**WHAT THE TASK ASKS:** Search the material for the word "wiper" and copy each line that holds it.

**SOURCE MATERIAL:**
((
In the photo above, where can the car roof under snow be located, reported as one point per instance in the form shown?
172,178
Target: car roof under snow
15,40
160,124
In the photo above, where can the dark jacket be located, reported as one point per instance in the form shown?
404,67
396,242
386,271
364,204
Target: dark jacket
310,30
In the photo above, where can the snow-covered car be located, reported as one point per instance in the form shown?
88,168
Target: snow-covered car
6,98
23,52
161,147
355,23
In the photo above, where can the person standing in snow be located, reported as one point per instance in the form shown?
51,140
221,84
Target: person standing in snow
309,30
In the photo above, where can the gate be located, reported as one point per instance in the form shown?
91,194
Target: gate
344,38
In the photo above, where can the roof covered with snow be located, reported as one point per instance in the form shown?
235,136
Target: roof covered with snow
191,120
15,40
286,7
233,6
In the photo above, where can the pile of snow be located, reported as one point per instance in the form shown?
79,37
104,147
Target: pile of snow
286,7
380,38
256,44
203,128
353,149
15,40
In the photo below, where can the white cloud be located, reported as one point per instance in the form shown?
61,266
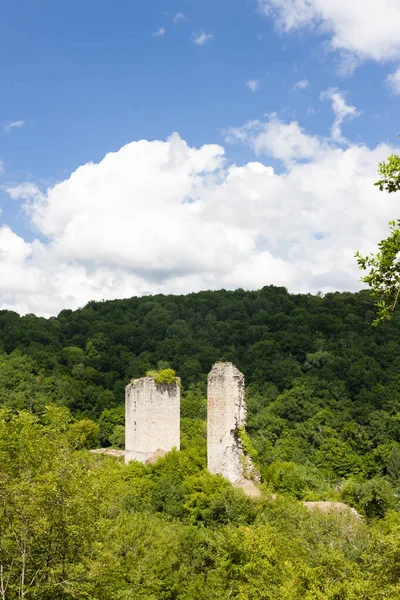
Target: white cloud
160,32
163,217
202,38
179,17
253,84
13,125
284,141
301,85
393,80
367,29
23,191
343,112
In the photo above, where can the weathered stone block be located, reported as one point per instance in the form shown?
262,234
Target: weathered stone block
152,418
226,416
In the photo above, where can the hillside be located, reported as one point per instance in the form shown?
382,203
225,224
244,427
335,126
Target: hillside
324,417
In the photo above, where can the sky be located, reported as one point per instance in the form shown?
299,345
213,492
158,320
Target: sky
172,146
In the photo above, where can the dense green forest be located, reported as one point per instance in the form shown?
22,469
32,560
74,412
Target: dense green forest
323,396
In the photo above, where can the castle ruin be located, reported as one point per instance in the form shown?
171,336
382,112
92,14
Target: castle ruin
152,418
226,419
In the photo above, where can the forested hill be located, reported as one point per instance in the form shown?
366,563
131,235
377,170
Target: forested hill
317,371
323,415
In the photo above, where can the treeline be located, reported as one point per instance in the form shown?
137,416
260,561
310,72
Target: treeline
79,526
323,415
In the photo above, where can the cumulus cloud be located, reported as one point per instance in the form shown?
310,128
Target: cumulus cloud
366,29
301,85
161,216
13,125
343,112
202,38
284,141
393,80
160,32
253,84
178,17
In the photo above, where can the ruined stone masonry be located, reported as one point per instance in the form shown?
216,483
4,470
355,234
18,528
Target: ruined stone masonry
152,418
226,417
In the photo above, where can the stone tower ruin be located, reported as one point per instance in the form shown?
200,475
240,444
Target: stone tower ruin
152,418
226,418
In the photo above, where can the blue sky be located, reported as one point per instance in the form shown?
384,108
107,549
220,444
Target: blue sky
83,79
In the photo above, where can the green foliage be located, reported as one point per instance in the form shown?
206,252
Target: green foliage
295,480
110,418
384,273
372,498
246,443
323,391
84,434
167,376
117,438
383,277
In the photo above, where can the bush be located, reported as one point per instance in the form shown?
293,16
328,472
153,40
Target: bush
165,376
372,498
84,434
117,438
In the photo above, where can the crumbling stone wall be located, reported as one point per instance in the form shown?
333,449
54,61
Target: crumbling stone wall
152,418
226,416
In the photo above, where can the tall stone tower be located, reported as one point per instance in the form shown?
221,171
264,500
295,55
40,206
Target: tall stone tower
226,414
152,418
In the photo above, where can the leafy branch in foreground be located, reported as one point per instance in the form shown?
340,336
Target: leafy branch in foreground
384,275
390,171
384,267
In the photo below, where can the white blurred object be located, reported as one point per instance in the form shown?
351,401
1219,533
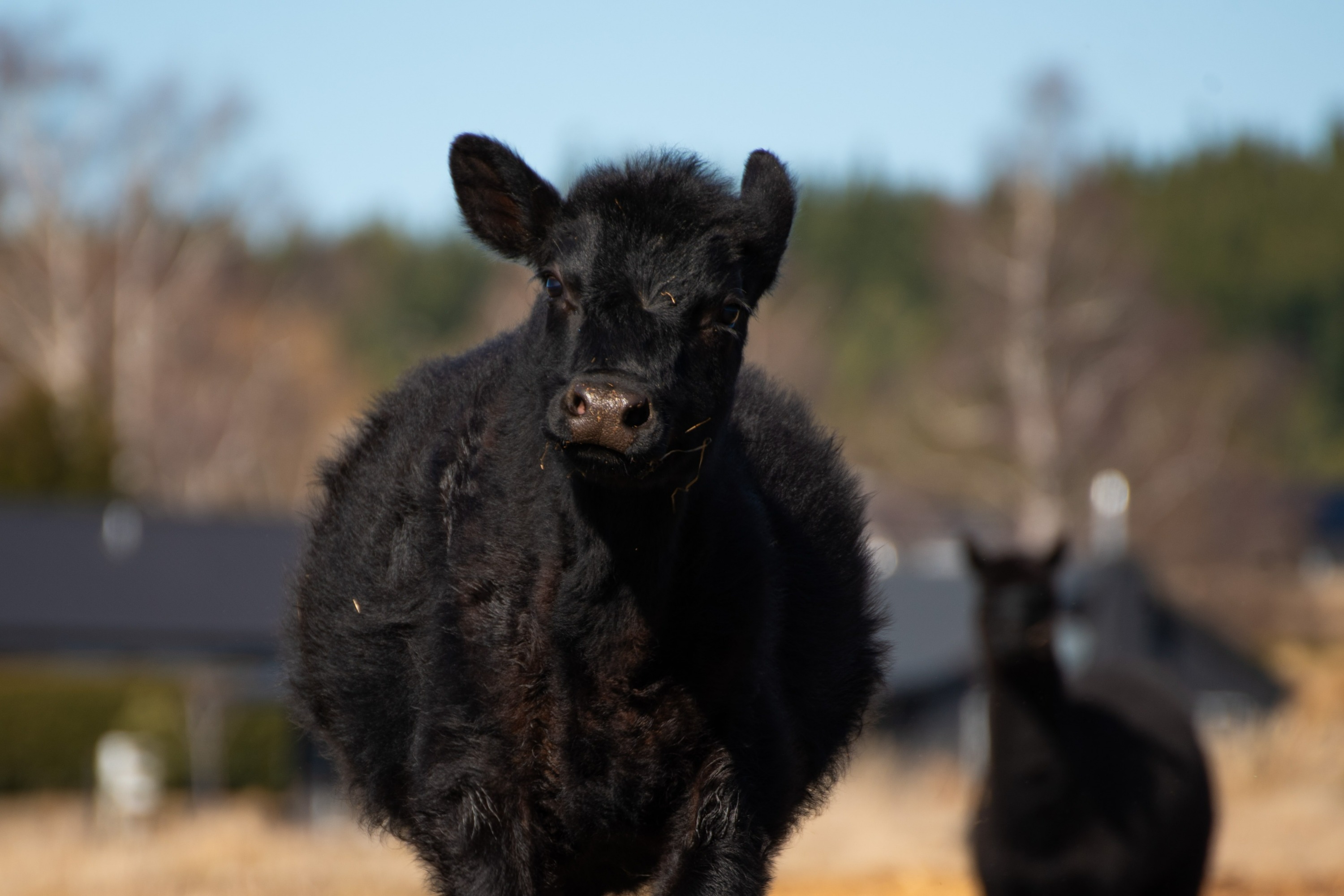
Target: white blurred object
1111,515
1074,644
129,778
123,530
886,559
))
((
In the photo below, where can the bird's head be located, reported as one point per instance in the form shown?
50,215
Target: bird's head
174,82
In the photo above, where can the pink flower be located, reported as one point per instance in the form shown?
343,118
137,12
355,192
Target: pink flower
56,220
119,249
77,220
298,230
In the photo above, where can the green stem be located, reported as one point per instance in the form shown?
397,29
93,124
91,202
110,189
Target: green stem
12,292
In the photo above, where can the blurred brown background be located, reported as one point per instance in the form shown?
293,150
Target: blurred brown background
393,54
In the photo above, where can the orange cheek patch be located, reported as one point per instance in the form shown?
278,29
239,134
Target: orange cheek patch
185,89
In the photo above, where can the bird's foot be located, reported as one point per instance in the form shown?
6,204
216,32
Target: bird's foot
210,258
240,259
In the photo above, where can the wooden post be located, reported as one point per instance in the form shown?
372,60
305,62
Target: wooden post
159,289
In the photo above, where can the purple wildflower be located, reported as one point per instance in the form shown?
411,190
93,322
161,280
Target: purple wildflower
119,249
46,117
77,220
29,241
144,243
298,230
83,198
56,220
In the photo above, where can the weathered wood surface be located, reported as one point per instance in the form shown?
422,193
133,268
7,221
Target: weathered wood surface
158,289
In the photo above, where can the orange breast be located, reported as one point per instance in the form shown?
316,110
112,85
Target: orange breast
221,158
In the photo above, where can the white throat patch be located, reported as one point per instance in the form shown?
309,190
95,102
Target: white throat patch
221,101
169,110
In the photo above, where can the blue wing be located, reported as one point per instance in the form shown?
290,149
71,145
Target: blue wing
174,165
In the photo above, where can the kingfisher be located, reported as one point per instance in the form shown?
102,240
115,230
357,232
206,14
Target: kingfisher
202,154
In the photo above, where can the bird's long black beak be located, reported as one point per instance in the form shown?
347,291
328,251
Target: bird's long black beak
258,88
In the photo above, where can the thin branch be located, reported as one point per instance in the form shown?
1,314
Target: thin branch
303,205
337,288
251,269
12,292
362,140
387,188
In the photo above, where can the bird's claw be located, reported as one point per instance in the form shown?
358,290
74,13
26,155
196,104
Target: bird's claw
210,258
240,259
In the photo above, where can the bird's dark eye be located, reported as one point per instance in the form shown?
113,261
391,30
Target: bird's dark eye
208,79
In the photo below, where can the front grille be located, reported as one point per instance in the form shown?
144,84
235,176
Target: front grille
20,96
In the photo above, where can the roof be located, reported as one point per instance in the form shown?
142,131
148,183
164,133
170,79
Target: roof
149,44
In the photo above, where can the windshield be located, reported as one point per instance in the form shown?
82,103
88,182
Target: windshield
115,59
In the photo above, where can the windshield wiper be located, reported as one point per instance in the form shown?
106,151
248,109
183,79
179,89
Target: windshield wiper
))
**RESPONSE FOR THIS EXERCISE:**
In the photo above, where can the windshield wiper be located, reported as one point per instance in the form shown?
Target: windshield wiper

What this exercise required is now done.